Please print exactly the lines from the one containing "detect_objects — Locates the specified car side window" through the last line of the records, and only those. Leave out any pictures.

Phrase grounding data:
☆ ☆ ☆ ☆ ☆ ☆ ☆

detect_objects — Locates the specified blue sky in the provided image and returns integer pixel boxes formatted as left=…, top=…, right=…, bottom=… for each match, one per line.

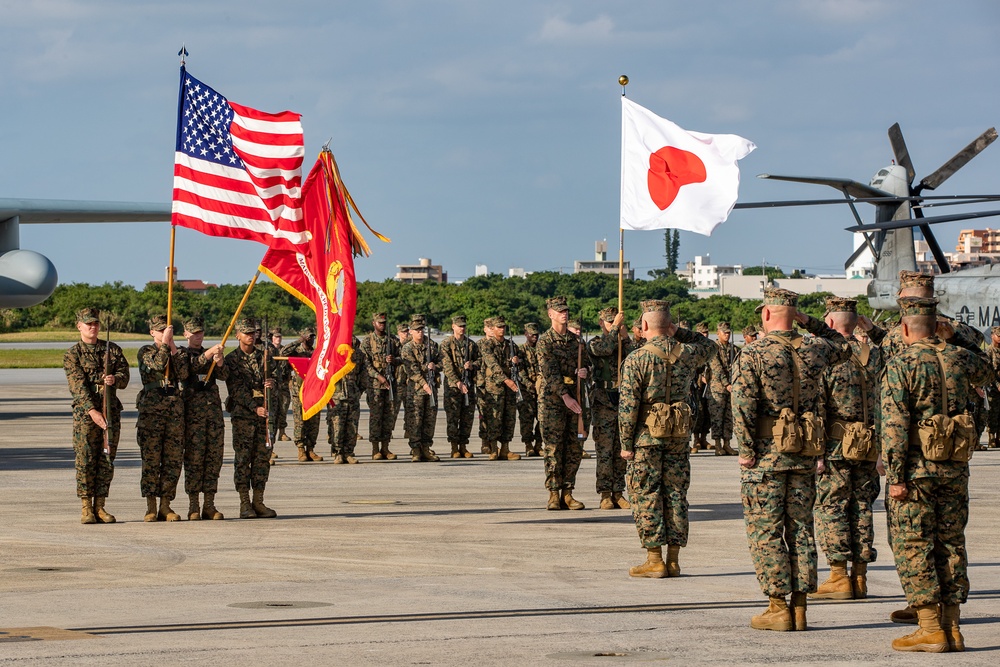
left=3, top=0, right=1000, bottom=287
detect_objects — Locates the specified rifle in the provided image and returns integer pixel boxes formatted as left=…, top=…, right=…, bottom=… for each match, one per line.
left=507, top=329, right=524, bottom=404
left=425, top=331, right=437, bottom=408
left=383, top=333, right=396, bottom=404
left=462, top=336, right=472, bottom=407
left=263, top=317, right=273, bottom=451
left=576, top=325, right=587, bottom=441
left=580, top=327, right=590, bottom=411
left=102, top=322, right=112, bottom=455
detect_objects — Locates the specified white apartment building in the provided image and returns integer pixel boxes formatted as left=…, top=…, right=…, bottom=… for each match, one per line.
left=676, top=255, right=743, bottom=290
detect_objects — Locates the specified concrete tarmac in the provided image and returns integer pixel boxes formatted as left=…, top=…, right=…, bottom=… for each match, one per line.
left=1, top=369, right=998, bottom=665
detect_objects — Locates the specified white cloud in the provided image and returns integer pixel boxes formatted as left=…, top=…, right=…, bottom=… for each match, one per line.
left=538, top=13, right=615, bottom=42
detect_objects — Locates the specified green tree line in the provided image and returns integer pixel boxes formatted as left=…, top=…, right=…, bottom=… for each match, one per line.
left=0, top=273, right=869, bottom=337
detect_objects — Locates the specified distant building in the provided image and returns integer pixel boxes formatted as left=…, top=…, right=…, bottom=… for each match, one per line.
left=956, top=228, right=1000, bottom=253
left=716, top=275, right=871, bottom=300
left=675, top=255, right=742, bottom=290
left=395, top=258, right=447, bottom=284
left=475, top=264, right=489, bottom=277
left=508, top=267, right=528, bottom=278
left=574, top=240, right=634, bottom=280
left=847, top=232, right=875, bottom=279
left=148, top=267, right=217, bottom=295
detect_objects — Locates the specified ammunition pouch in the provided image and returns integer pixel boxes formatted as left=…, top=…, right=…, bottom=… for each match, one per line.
left=911, top=412, right=976, bottom=462
left=756, top=408, right=823, bottom=457
left=799, top=411, right=824, bottom=457
left=641, top=401, right=692, bottom=439
left=829, top=418, right=878, bottom=462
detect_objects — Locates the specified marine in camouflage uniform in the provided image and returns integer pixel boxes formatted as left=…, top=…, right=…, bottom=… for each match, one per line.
left=588, top=306, right=634, bottom=509
left=180, top=317, right=228, bottom=521
left=619, top=301, right=715, bottom=577
left=394, top=323, right=411, bottom=436
left=136, top=314, right=190, bottom=522
left=476, top=319, right=492, bottom=451
left=707, top=321, right=738, bottom=456
left=64, top=307, right=130, bottom=524
left=732, top=288, right=850, bottom=631
left=690, top=322, right=712, bottom=453
left=478, top=315, right=523, bottom=461
left=518, top=323, right=543, bottom=456
left=881, top=296, right=993, bottom=652
left=439, top=315, right=479, bottom=458
left=268, top=327, right=291, bottom=444
left=281, top=327, right=323, bottom=462
left=811, top=298, right=885, bottom=601
left=984, top=327, right=1000, bottom=449
left=401, top=315, right=441, bottom=462
left=327, top=335, right=366, bottom=464
left=360, top=313, right=400, bottom=461
left=537, top=296, right=591, bottom=510
left=742, top=325, right=759, bottom=345
left=224, top=318, right=278, bottom=519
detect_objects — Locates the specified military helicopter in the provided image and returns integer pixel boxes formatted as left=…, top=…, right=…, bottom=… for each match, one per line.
left=738, top=123, right=1000, bottom=334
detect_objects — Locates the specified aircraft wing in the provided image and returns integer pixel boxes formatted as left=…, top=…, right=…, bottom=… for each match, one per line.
left=757, top=174, right=889, bottom=200
left=0, top=198, right=170, bottom=223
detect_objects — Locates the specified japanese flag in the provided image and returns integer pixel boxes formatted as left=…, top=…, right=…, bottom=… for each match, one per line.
left=620, top=97, right=755, bottom=235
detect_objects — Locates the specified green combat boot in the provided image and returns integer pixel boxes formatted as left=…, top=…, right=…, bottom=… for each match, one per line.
left=892, top=604, right=948, bottom=653
left=81, top=497, right=97, bottom=525
left=629, top=547, right=667, bottom=578
left=750, top=597, right=792, bottom=632
left=94, top=497, right=115, bottom=524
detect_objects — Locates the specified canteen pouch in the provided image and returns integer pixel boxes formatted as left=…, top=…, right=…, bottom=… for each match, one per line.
left=667, top=401, right=692, bottom=438
left=951, top=413, right=977, bottom=463
left=771, top=407, right=802, bottom=453
left=798, top=412, right=825, bottom=457
left=916, top=414, right=954, bottom=462
left=841, top=422, right=878, bottom=462
left=643, top=401, right=692, bottom=439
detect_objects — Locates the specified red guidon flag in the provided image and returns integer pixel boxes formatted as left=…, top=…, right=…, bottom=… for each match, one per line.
left=171, top=67, right=309, bottom=249
left=620, top=97, right=756, bottom=235
left=261, top=150, right=388, bottom=419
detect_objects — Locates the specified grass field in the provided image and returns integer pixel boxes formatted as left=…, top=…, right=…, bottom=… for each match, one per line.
left=0, top=330, right=149, bottom=343
left=0, top=348, right=141, bottom=369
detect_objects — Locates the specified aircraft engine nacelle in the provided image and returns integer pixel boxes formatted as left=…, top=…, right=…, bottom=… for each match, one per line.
left=0, top=249, right=58, bottom=308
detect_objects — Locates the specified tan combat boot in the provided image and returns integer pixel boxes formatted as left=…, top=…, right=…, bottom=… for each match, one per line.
left=532, top=442, right=543, bottom=457
left=750, top=596, right=793, bottom=631
left=892, top=603, right=948, bottom=652
left=666, top=545, right=681, bottom=577
left=94, top=497, right=115, bottom=524
left=421, top=445, right=440, bottom=462
left=158, top=497, right=181, bottom=522
left=188, top=494, right=202, bottom=521
left=499, top=442, right=521, bottom=461
left=81, top=497, right=97, bottom=524
left=690, top=440, right=700, bottom=455
left=410, top=447, right=422, bottom=462
left=296, top=445, right=308, bottom=462
left=546, top=490, right=562, bottom=510
left=372, top=443, right=384, bottom=460
left=144, top=496, right=158, bottom=522
left=890, top=605, right=918, bottom=625
left=810, top=561, right=852, bottom=600
left=487, top=440, right=499, bottom=461
left=613, top=493, right=631, bottom=510
left=450, top=443, right=461, bottom=459
left=332, top=453, right=345, bottom=464
left=790, top=592, right=808, bottom=631
left=722, top=441, right=737, bottom=456
left=278, top=429, right=291, bottom=441
left=238, top=490, right=254, bottom=518
left=599, top=492, right=614, bottom=510
left=202, top=493, right=224, bottom=520
left=713, top=439, right=725, bottom=456
left=459, top=444, right=474, bottom=458
left=307, top=447, right=323, bottom=461
left=561, top=489, right=585, bottom=510
left=629, top=547, right=667, bottom=578
left=345, top=452, right=359, bottom=464
left=380, top=442, right=397, bottom=460
left=942, top=603, right=964, bottom=652
left=525, top=444, right=535, bottom=457
left=851, top=562, right=868, bottom=599
left=251, top=488, right=277, bottom=518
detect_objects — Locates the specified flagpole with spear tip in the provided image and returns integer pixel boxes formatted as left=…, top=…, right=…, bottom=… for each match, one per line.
left=165, top=44, right=189, bottom=383
left=617, top=75, right=628, bottom=377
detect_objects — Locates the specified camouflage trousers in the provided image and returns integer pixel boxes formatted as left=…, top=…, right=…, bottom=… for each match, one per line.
left=406, top=387, right=438, bottom=447
left=73, top=410, right=120, bottom=498
left=592, top=399, right=626, bottom=494
left=137, top=399, right=185, bottom=500
left=517, top=389, right=541, bottom=446
left=289, top=386, right=320, bottom=448
left=327, top=398, right=361, bottom=456
left=272, top=383, right=290, bottom=434
left=742, top=468, right=818, bottom=597
left=231, top=415, right=271, bottom=491
left=988, top=387, right=1000, bottom=442
left=707, top=390, right=733, bottom=441
left=366, top=387, right=395, bottom=443
left=627, top=442, right=690, bottom=548
left=443, top=385, right=476, bottom=445
left=482, top=389, right=517, bottom=444
left=539, top=398, right=585, bottom=491
left=394, top=379, right=407, bottom=435
left=477, top=389, right=488, bottom=441
left=887, top=474, right=970, bottom=607
left=694, top=393, right=710, bottom=437
left=814, top=457, right=879, bottom=564
left=183, top=393, right=225, bottom=495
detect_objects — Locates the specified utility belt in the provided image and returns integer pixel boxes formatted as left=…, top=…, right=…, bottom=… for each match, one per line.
left=908, top=413, right=976, bottom=463
left=755, top=409, right=824, bottom=457
left=189, top=376, right=217, bottom=392
left=639, top=401, right=692, bottom=439
left=827, top=417, right=878, bottom=462
left=142, top=381, right=181, bottom=396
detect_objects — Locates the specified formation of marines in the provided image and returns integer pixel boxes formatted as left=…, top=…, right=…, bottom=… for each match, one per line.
left=64, top=270, right=993, bottom=652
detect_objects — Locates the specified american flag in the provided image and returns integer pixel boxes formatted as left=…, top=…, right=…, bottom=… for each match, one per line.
left=171, top=68, right=308, bottom=248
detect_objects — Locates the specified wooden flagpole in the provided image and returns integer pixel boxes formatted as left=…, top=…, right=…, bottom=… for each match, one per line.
left=164, top=225, right=176, bottom=381
left=616, top=75, right=629, bottom=379
left=204, top=270, right=261, bottom=382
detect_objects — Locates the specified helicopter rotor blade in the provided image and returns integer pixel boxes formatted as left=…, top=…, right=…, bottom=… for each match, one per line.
left=888, top=123, right=916, bottom=184
left=918, top=127, right=998, bottom=192
left=846, top=208, right=1000, bottom=232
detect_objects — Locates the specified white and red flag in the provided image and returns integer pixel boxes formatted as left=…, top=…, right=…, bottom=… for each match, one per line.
left=620, top=97, right=756, bottom=235
left=171, top=67, right=309, bottom=249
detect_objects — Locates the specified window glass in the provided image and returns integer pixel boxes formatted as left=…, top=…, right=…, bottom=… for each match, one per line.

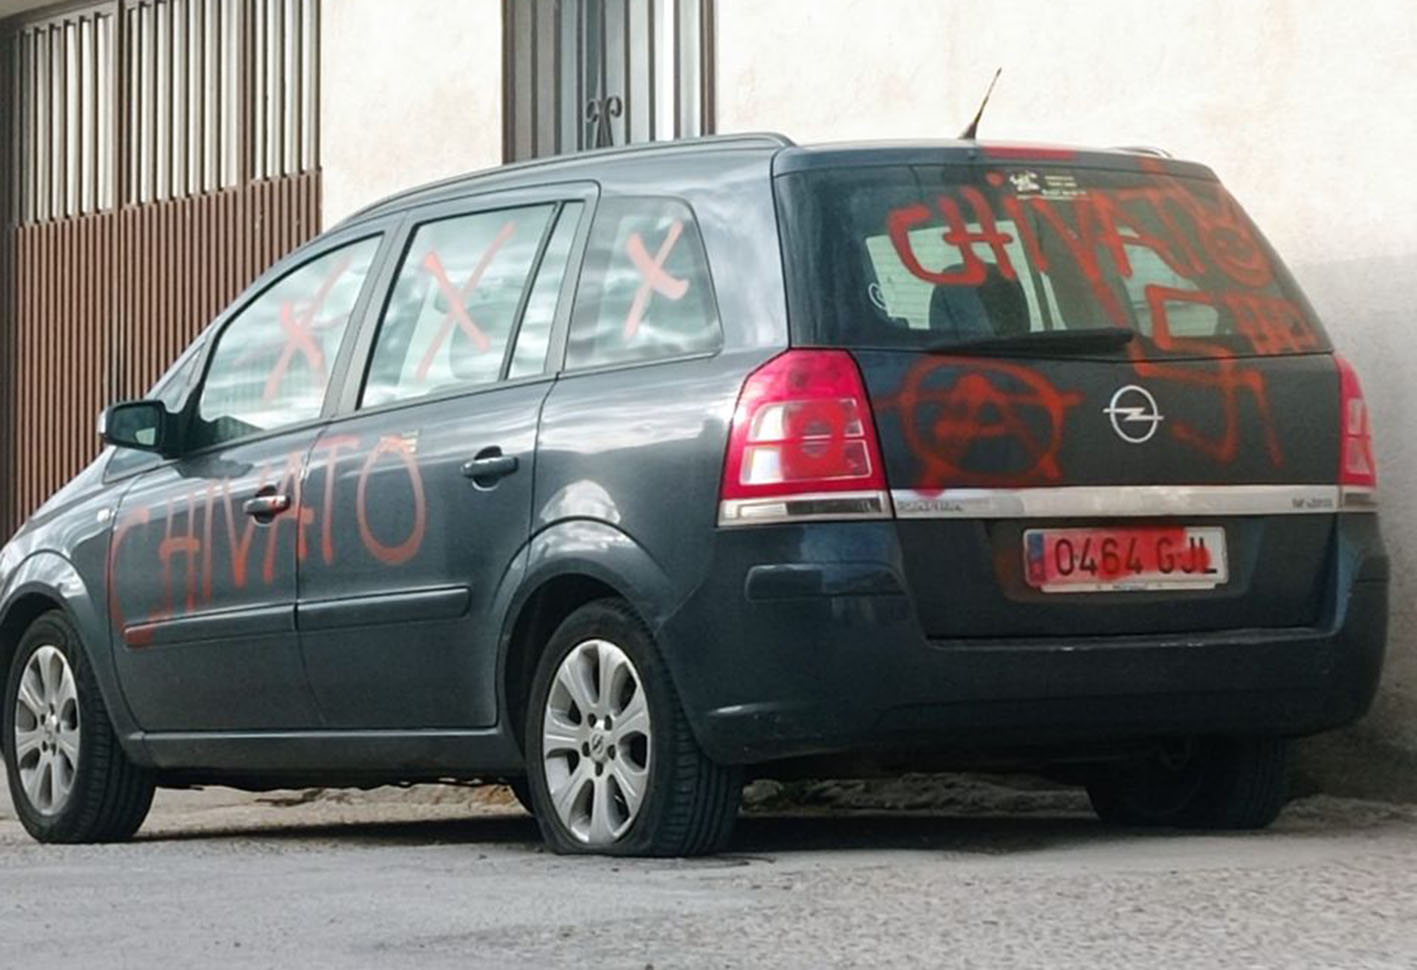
left=566, top=198, right=721, bottom=370
left=194, top=237, right=379, bottom=448
left=508, top=203, right=583, bottom=380
left=775, top=165, right=1329, bottom=357
left=363, top=205, right=554, bottom=407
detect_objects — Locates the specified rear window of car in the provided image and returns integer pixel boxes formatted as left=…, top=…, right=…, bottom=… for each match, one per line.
left=774, top=163, right=1329, bottom=358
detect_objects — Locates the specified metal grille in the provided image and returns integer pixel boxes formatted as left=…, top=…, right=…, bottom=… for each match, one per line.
left=504, top=0, right=715, bottom=162
left=1, top=0, right=322, bottom=538
left=121, top=0, right=245, bottom=203
left=9, top=0, right=319, bottom=220
left=10, top=5, right=117, bottom=221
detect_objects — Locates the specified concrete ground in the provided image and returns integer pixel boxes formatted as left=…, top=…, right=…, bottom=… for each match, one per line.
left=3, top=780, right=1417, bottom=969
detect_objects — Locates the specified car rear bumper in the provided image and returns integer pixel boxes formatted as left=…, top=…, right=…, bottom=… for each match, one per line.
left=661, top=516, right=1388, bottom=766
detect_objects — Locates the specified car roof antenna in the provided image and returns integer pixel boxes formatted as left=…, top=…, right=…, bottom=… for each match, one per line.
left=959, top=67, right=1002, bottom=141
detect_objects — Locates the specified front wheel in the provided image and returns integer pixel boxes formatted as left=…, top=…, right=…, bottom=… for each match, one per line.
left=3, top=611, right=155, bottom=843
left=524, top=599, right=741, bottom=856
left=1087, top=736, right=1289, bottom=830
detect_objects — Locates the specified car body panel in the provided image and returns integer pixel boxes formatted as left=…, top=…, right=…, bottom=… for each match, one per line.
left=0, top=459, right=142, bottom=743
left=661, top=515, right=1386, bottom=765
left=853, top=350, right=1340, bottom=638
left=297, top=380, right=553, bottom=728
left=108, top=429, right=328, bottom=730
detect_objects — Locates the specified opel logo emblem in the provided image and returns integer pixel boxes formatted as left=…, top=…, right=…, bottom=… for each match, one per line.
left=1104, top=385, right=1164, bottom=444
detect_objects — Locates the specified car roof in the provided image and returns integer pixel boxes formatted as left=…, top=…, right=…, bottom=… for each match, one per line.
left=336, top=133, right=1217, bottom=228
left=772, top=140, right=1217, bottom=180
left=337, top=133, right=795, bottom=228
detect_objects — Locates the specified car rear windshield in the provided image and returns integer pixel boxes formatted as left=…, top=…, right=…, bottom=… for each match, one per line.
left=774, top=163, right=1329, bottom=358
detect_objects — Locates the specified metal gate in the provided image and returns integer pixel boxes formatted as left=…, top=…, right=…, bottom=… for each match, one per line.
left=1, top=0, right=321, bottom=538
left=503, top=0, right=715, bottom=162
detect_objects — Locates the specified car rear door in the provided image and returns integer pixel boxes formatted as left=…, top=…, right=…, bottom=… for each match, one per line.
left=109, top=229, right=388, bottom=730
left=774, top=154, right=1362, bottom=640
left=294, top=187, right=592, bottom=728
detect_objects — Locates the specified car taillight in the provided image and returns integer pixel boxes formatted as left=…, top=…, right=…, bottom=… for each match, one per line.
left=719, top=350, right=891, bottom=526
left=1336, top=355, right=1378, bottom=510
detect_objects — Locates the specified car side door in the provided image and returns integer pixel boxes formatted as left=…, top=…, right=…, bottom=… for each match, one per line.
left=294, top=187, right=593, bottom=728
left=108, top=227, right=390, bottom=731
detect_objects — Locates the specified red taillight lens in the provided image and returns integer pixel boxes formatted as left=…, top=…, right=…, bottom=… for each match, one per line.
left=1336, top=355, right=1378, bottom=499
left=719, top=350, right=890, bottom=525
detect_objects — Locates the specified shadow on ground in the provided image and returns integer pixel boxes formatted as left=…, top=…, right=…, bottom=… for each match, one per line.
left=124, top=808, right=1200, bottom=859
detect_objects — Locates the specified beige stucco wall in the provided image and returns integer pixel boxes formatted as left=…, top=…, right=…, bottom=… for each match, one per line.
left=720, top=0, right=1417, bottom=769
left=320, top=0, right=503, bottom=226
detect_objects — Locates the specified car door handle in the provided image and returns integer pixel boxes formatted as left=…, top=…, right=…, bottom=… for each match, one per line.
left=461, top=451, right=519, bottom=485
left=243, top=493, right=291, bottom=518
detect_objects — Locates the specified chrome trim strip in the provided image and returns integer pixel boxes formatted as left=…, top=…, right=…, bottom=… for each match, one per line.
left=892, top=485, right=1356, bottom=519
left=718, top=490, right=892, bottom=527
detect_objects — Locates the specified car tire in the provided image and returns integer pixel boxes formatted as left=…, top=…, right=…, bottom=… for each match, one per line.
left=524, top=598, right=741, bottom=856
left=506, top=777, right=535, bottom=816
left=3, top=611, right=156, bottom=843
left=1087, top=736, right=1288, bottom=831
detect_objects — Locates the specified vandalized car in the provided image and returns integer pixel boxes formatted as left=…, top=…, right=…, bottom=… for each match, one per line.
left=0, top=134, right=1387, bottom=855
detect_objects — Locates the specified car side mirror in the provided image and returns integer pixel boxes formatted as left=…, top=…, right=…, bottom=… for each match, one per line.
left=98, top=400, right=176, bottom=456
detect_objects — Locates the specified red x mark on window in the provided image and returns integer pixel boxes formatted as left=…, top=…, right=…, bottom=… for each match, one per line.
left=258, top=254, right=354, bottom=404
left=414, top=221, right=519, bottom=383
left=623, top=220, right=689, bottom=339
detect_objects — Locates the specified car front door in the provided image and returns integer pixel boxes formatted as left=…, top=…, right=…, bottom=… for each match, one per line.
left=109, top=230, right=388, bottom=731
left=295, top=191, right=591, bottom=728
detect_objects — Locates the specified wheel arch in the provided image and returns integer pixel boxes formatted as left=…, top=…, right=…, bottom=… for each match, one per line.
left=0, top=589, right=65, bottom=679
left=497, top=520, right=682, bottom=757
left=0, top=553, right=143, bottom=747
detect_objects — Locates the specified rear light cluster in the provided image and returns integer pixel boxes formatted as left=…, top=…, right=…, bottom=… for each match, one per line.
left=1336, top=355, right=1378, bottom=510
left=718, top=350, right=891, bottom=526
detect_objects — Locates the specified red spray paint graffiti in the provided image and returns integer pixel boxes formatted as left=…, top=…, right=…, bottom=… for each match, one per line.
left=239, top=253, right=356, bottom=404
left=355, top=435, right=428, bottom=567
left=109, top=434, right=430, bottom=645
left=623, top=220, right=689, bottom=339
left=887, top=187, right=1017, bottom=287
left=1131, top=285, right=1285, bottom=466
left=262, top=450, right=316, bottom=585
left=414, top=220, right=520, bottom=381
left=883, top=172, right=1321, bottom=469
left=312, top=434, right=362, bottom=566
left=879, top=357, right=1084, bottom=489
left=107, top=507, right=151, bottom=646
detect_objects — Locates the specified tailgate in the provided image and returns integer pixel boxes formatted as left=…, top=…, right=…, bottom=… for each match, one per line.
left=856, top=349, right=1338, bottom=638
left=773, top=149, right=1346, bottom=639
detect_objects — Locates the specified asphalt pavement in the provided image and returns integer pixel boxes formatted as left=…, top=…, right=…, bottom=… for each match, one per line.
left=2, top=781, right=1416, bottom=969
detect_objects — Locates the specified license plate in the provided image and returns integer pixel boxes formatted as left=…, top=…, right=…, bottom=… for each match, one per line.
left=1023, top=526, right=1228, bottom=593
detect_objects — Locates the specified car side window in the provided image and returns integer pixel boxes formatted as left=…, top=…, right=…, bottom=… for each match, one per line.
left=193, top=237, right=380, bottom=449
left=362, top=204, right=555, bottom=408
left=507, top=202, right=584, bottom=380
left=565, top=197, right=721, bottom=370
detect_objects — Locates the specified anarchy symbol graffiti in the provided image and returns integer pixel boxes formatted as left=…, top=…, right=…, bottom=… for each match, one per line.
left=880, top=358, right=1084, bottom=489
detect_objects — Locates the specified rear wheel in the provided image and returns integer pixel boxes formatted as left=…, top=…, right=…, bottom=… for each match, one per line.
left=1087, top=736, right=1288, bottom=830
left=3, top=611, right=155, bottom=843
left=525, top=599, right=741, bottom=856
left=506, top=777, right=535, bottom=815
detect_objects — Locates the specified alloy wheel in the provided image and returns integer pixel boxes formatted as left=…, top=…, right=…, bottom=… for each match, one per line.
left=12, top=645, right=81, bottom=816
left=540, top=638, right=652, bottom=845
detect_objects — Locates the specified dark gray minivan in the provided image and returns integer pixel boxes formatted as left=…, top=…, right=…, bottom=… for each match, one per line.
left=0, top=134, right=1387, bottom=855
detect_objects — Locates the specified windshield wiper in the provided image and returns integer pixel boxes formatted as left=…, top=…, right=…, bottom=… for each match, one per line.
left=926, top=328, right=1137, bottom=357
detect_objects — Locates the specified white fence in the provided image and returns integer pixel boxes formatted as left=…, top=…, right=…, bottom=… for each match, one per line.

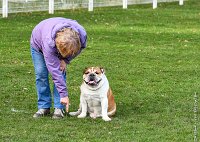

☆ ☆ ☆ ☆ ☆ ☆ ☆

Answer for the task ->
detect_objects — Locates the specified car side window in the provided image and returns integer pixel boxes formatted as left=…, top=…, right=…, bottom=… for each match, one per line.
left=193, top=237, right=380, bottom=449
left=362, top=204, right=555, bottom=408
left=507, top=202, right=584, bottom=380
left=565, top=197, right=721, bottom=370
detect_objects — Locates the specified anarchy symbol graffiti in the provided image and returns integer pixel boxes formatted as left=…, top=…, right=…, bottom=… for each match, one per line.
left=880, top=358, right=1084, bottom=489
detect_objects — Locates the specified rear wheel in the provided image and returns integer pixel boxes formatted as left=…, top=…, right=…, bottom=… for each match, one per line.
left=1087, top=736, right=1288, bottom=830
left=3, top=611, right=155, bottom=843
left=525, top=599, right=741, bottom=856
left=506, top=777, right=535, bottom=815
detect_objects — Locates the specified alloy wheel in the provided image and returns integer pixel boxes formatted as left=…, top=…, right=…, bottom=… for each match, one per line.
left=12, top=645, right=81, bottom=816
left=540, top=638, right=652, bottom=845
detect_objects — Locates the specified dark gray minivan in the provided image and returns integer pixel boxes formatted as left=…, top=…, right=…, bottom=… for each match, one per line.
left=0, top=134, right=1387, bottom=855
detect_objects — Locates the specified windshield wiper in the provided image and returns integer pixel boxes formatted as left=…, top=…, right=…, bottom=… for each match, one per line.
left=926, top=328, right=1137, bottom=357
detect_objects — Locates the specified white fence in the provided image and returns integer pixel boxes formatted as left=…, top=…, right=…, bottom=… for each match, one per line.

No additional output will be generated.